Tras publicar en el año 2000 Trífero, una novela protagonizada por un buscavidas que huye de su propio destino y logra introducirse en círculos dudosamente científicos (de nuevo la impronta picaresca), Loriga publicó un nuevo libro en el que se condensaban sus mejores virtudes: El hombre que inventó Manhattan. Gracias a una estructura flexible, que entrecruza el cuento y la novela, Loriga narra una serie de episodios aislados que, sin embargo, mantienen una vinculación simbólica: Nueva York, la incansable y turbulenta capital de nuestro tiempo, la ciudad habitada por sucesivas oleadas de inmigrantes (los puntos de vista que adopta precisamente su autor: los de tantos forasteros que toman conciencia de las extrañas similitudes entre esta ciudad y un perpetuo escenario teatral). El hombre que inventó Manhattan es un compendio de vidas cruzadas y elipsis maestras, amén de la consolidación de un estilo único en la narrativa en español que, en algunos aspectos, convergía con propuestas como las de Enrique Vila-Matas o Rodrigo Fresán. Por lo demás, este libro permitía impugnar cabalmente un buen número de tópicos sobre la narrativa dizque de rocanrollo de Loriga: en un inteligente ejercicio de comparaciones entre los libros Cuando fui mortal de Javier Marías y El hombre que inventó Manhattan, Eloy Fernández Porta puso al descubierto en Afterpop (2007) la enmarañada red de malentendidos sobre la que se yerguen etiquetas como la de `autor pop´ (que, desde un punto de vista poco informado y simplificador, acompañó durante mucho tiempo a Loriga) y, en definitiva, de las torpes inercias que determinan el funcionamiento del sistema cultural.

-- CONSIGNA --
Responde estas preguntas sobre el texto acerca de Loriga:
1. ¿En qué año se publicó Trífero?
2. ¿Qué ciudad une simbólicamente los episodios de El hombre que inventó Manhattan?
3. ¿En qué obra comparó Eloy Fernández Porta Cuando fui mortal con El hombre que inventó Manhattan, y en qué año apareció?

-- DATOS REGISTRADOS --
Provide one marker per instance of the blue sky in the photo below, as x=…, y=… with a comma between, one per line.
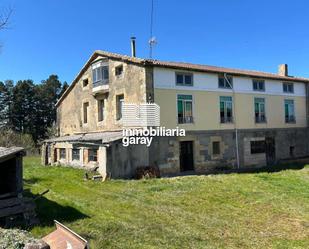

-- RESPUESTA --
1. En el año 2000.
2. Nueva York.
3. En Afterpop, de 2007.